Excerpts from a dataset:
====================

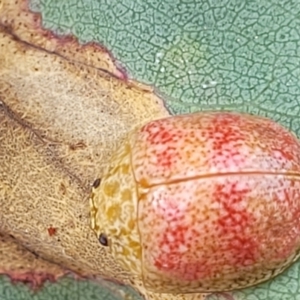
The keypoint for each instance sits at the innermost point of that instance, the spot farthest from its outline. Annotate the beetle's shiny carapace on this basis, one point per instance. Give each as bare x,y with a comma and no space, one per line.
202,202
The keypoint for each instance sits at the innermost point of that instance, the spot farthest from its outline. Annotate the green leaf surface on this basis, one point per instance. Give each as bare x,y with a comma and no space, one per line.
65,289
201,55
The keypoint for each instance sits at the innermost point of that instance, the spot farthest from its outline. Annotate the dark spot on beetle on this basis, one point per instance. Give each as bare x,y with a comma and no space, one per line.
96,183
103,239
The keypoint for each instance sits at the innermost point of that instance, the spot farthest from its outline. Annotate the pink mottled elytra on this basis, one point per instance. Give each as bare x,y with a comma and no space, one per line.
203,202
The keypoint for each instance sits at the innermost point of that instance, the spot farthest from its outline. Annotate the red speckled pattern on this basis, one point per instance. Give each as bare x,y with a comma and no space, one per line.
219,198
211,143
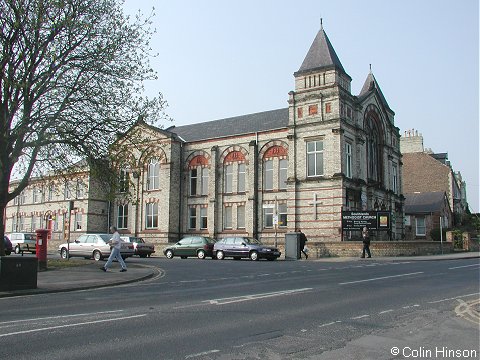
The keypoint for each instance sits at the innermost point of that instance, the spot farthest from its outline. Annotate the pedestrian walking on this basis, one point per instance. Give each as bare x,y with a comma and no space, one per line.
303,247
116,245
366,242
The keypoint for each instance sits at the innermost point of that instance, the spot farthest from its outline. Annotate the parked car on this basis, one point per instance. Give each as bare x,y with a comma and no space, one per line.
140,247
22,242
244,247
199,246
93,246
7,245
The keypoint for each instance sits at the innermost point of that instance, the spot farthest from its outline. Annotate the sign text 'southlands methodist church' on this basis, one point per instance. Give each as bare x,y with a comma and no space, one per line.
373,220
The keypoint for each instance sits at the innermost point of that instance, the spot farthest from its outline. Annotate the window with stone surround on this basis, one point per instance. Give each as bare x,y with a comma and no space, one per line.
315,158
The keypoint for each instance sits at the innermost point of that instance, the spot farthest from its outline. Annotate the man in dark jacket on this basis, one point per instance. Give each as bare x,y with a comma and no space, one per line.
366,243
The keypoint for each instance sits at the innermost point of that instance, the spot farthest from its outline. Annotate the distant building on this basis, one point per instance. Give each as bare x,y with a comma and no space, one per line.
425,172
425,212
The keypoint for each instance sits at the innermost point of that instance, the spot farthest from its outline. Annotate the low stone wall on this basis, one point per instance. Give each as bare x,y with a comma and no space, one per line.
377,248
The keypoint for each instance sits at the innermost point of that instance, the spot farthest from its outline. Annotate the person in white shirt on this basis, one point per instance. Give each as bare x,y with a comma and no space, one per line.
116,244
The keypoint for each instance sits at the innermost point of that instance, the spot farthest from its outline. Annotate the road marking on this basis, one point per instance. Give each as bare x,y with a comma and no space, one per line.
70,325
61,316
455,298
460,267
385,311
380,278
329,324
236,299
359,317
201,354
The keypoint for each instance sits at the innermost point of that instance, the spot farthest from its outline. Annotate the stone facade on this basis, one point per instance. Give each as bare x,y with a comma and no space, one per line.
263,174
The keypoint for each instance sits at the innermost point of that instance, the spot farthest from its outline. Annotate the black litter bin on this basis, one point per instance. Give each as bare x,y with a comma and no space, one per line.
292,246
18,273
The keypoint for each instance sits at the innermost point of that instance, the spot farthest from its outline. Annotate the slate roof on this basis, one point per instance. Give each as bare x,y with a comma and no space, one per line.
321,55
234,126
427,202
369,86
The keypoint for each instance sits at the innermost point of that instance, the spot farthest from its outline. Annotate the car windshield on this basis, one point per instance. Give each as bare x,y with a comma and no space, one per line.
252,241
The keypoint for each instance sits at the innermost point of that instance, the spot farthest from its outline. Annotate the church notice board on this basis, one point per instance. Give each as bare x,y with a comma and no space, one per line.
373,220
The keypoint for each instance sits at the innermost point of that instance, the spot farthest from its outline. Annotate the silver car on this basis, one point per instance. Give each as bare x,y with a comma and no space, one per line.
93,246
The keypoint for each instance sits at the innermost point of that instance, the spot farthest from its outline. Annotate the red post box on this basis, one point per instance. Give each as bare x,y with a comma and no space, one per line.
41,248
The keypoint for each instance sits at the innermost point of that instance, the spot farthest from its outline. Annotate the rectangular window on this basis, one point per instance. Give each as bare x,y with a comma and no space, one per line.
315,158
151,220
122,218
300,113
203,218
78,222
268,182
123,181
420,228
228,178
192,217
227,217
348,160
241,178
268,217
394,179
328,108
193,182
282,174
282,215
204,181
241,217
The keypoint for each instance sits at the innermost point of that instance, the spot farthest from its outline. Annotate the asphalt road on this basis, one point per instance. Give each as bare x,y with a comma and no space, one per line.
208,309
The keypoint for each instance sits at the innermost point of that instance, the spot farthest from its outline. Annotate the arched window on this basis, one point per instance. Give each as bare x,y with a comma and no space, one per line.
153,174
374,154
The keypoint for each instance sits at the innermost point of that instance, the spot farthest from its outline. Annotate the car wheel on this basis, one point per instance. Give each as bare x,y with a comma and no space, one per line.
97,255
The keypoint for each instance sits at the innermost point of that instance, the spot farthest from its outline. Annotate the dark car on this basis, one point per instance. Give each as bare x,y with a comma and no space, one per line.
7,245
141,248
199,246
244,247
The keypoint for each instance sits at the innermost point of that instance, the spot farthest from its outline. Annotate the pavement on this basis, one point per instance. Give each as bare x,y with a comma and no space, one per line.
90,276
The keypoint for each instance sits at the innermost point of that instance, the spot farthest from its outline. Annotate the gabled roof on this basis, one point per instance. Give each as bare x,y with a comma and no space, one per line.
427,202
234,126
370,86
321,55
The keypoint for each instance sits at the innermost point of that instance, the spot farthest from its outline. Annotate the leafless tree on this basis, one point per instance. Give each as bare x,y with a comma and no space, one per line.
71,79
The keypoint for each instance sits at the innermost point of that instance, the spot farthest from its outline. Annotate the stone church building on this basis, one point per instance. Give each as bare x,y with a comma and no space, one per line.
259,175
273,172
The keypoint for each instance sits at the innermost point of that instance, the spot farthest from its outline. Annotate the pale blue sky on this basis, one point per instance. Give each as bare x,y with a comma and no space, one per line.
220,59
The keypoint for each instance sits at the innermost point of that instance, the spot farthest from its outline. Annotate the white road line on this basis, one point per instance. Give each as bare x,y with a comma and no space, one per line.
201,354
359,317
380,278
236,299
454,298
385,311
464,266
70,325
61,317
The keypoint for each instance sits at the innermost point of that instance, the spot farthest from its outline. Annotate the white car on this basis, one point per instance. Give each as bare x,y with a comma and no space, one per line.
94,246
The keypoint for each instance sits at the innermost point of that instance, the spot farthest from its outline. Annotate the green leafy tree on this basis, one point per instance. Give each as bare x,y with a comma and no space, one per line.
71,79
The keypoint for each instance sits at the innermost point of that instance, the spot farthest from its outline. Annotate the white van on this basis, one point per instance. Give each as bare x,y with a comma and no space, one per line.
22,242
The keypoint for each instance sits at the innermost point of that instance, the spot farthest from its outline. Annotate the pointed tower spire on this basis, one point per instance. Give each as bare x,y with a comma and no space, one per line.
321,55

====================

§ **Exercise objective**
Every entry above has to be repeated exactly, apart from its pictures.

§ **Solution to the problem**
The keypoint for each instance sits at the innermost point of that instance, the spot farthest from its outline. Annotate the beetle's shiny carapace on this basis, one point per instance. Give each as bare x,y with a comma and no space, one per line.
202,202
The keypoint for each instance sits at the innermost point of that instance, the spot farthest from its outline. Annotate the green leaf surface on this basis, one point per instance. Give each as bare x,y with a comma and no space, one per line.
65,289
201,55
The keypoint for each instance sits at the innermost point of that instance, the spot farthest from its outline. Annotate the dark spot on beetle on this basis, one point per instance. Give each as bare x,y with a comma and no space, one per line.
96,183
103,239
The keypoint for each instance sits at the innermost point of that instance, the spot farthest from its outline. Annotate the pink mottled elytra on this basis, one point per instance. Give each as bare x,y with a comma and no space, one per line.
203,202
The keypoint for each instance sits at the innermost point of that instance, the spot farthest from its outline. Annotate the red speckled pattern on this basis, one point per instance. Give each as bare x,y with a comma and no space, one per line.
219,198
211,143
The keypoint for each instance sits at the innermost point of that instance, the spot farthest from its outline. Annotate the pedestrian walking on this basis, one point per instance. Give each as bare x,y with a comma and no space, one per line.
303,247
116,245
366,242
The keypoint for each instance sits at the innermost point of that instance, the spot farthest from its outline. Annotate the parked car on this basis, one point per instance. Give each as bare x,y with a comma and no space, one per line.
140,247
22,242
244,247
199,246
93,246
7,245
The keypoint for each instance sits at the innermost point of that instance, the spot farthest from its outline. Annotate the sign text 'southlands methodist church' on this basis, one point per instance. Give each as bare x,y with a comma and no space, one per line.
373,220
The keypoint for each instance sits at the innermost point of that instance, the spot farthest from its outline. Annotate the window with stone surround on this basis, one point per instance. Give each as bare x,y with a comma and no space, one per line.
315,158
The keypoint for each instance sits at the innermost point of that instance, the spot farthest from its outline. Annotate the man in dark jacket on this basis, one point per instance. Give each as bare x,y with a comma and no space, one per line.
366,243
The keypoint for each instance sits at the innermost point of that instance, the spot farthest from its outline. Annotate the distant building on this basis, one point per instance. Give each as bare x,y with a comma and no space, one per line.
425,172
425,212
The keypoint for each instance sits at the innermost point of that instance, the spot farthest from its outline. Annotate the low stone wall on this basis, one point per instance. Give each as bare x,y with a comma and no space, one per line.
377,248
The keypoint for each instance sits at the innermost point of that instance, the spot farthest from its outline. Annotate the person in white shirt on this basis, one point per instance. Give each as bare x,y with a comma and no space, one per line.
116,244
The keypoint for each instance sits at the innermost point of that instance, the spot farthest from its outline. Annotate the road marking on this basis, one point per instance. Give each as bare x,y with a comma and no space, one per line.
70,325
61,316
455,298
460,267
385,311
380,278
329,324
236,299
359,317
201,354
The keypoint for each instance sits at the innermost point of that instance, the spot farthest from its outline. Annotate the stone facade on this basis, one point per instance. Give each as bare x,y with a comma and no space, one per line.
263,174
The keypoint for each instance sits at the innermost point of that instance, the spot farthest from its outline. Annotate the black litter bin on this basis, one point per instance. Give each as bare x,y with a comma and no space, one per line.
292,246
18,273
The keypoint for each instance sits at the innermost point of that instance, the spot farthest from its outline. Annotate the slate roof on this basis, one point per instance. Give each as bare x,y with a comma and no space, one per line.
321,55
234,126
427,202
369,86
The keypoint for each instance sits at the innermost point of that instance, the spot farthest from its outline. Annotate the car windshield on this basis, one point per instance. Give each as bare x,y with a comma and no space, one per line.
252,241
The keypoint for each instance sits at the innermost point of that instance, the spot farthest from its outline. Annotate the church notice board on this basis, one point per instance. Give each as bare x,y with a comma and no space, one per line.
373,220
The keypoint for each instance sits at the innermost point of that instance, the spot farthest from its outline. Annotate the silver car on this basis, one point per instance. Give each as bare x,y with a comma and no space, one per line.
93,246
The keypoint for each instance sits at the innermost point of that instance, the spot farthest from its outline. Annotate the red post box on this basis, one point per instance. Give each as bare x,y with a comma and no space, one per line.
41,248
The keypoint for each instance sits at the innermost point of that instance, the spot farthest from its outline. Annotate the rectangular window on this basis, one point per instance. Give each as bare x,y with a comma and no space, one per line.
315,158
151,220
122,218
300,113
203,218
78,222
268,182
123,181
420,228
228,178
192,217
227,217
348,160
241,178
268,217
394,179
328,108
193,182
282,174
282,215
204,181
241,217
The keypoint for each instance sits at the innermost point of that instance, the spot farthest from its outline. Annotate the asphalt road on this basis, one point per instance. Give each as bare x,y with a comma and no space, one per line.
208,309
The keypoint for each instance sits at the innermost point of that instance, the spot farthest from its outline. Annotate the arched window on this basis, one point per instance. Give each as bare x,y with a comma and no space, one per line.
153,174
374,154
The keypoint for each instance sits at the innermost point of that instance, the spot farthest from its outline. Annotate the car wheel on this basis, one point per instance. Give each as bare x,y with a comma and no space, one per line.
97,255
The keypoint for each instance sits at the innermost point of that instance, the spot farthest from its outline. Annotate the dark car on this basis, one point per instance. Give each as bare x,y with a comma and no space, one per line.
7,245
141,248
199,246
244,247
The keypoint for each instance sits at the innermost point of that instance, the spot farthest from its outline. Annotate the pavement on this basis, one point per instance. Give each as bare x,y with a comma and no space, one per line.
90,276
The keypoint for each instance sits at the innermost point of that instance, the spot farthest from its outline. Annotate the gabled roof on this basis, one point per instance. Give each as bare x,y with a comma and no space, one per line.
427,202
234,126
370,86
321,55
The keypoint for each instance sits at the innermost point of that instance, the spot farthest from its outline. Annotate the leafless tree on this basis, one point per instance. Give each as bare x,y with a comma and no space, one per line.
71,79
The keypoint for each instance sits at the innermost point of that instance, the spot farthest from its outline. Annotate the stone church building on this basis, one point per instance. Give each as bare x,y with a comma and no space, one per line.
259,175
273,172
The keypoint for each instance sits at the innermost point of that instance, the spot farthest from its outline. Annotate the pale blue sky on this basis, one point per instance. Give each as bare x,y with a comma and no space, one per line.
220,59
The keypoint for each instance sits at the innermost point of that instance, the spot farthest from its outline. Annotate the white road line on this basis, one point per instance. Give each as bare x,y with a comma and no space, one per line.
201,354
359,317
380,278
236,299
454,298
385,311
464,266
70,325
61,317
The keypoint for each instance sits at the innermost point of that instance, the spot farthest from its outline. Annotate the white car on this basis, one point per instance. Give each as bare x,y with a comma and no space, one per line.
94,246
The keypoint for each instance sits at the innermost point of that instance, the spot farthest from its outline. Annotate the green leafy tree on this basis, one point per instance. Give each as bare x,y with a comma and no space, one per line.
71,79
The keypoint for each instance sits at the innermost point of that instance, the spot farthest from its outline. Annotate the white van on this basis, one point per instance. Give each as bare x,y with a comma and no space, one per line.
22,242
The keypoint for each instance sits at the innermost point of that instance, the spot farthest from its outline. Annotate the pointed tower spire on this basis, one point per instance. Give each as bare x,y with a comma and no space, one per line.
321,55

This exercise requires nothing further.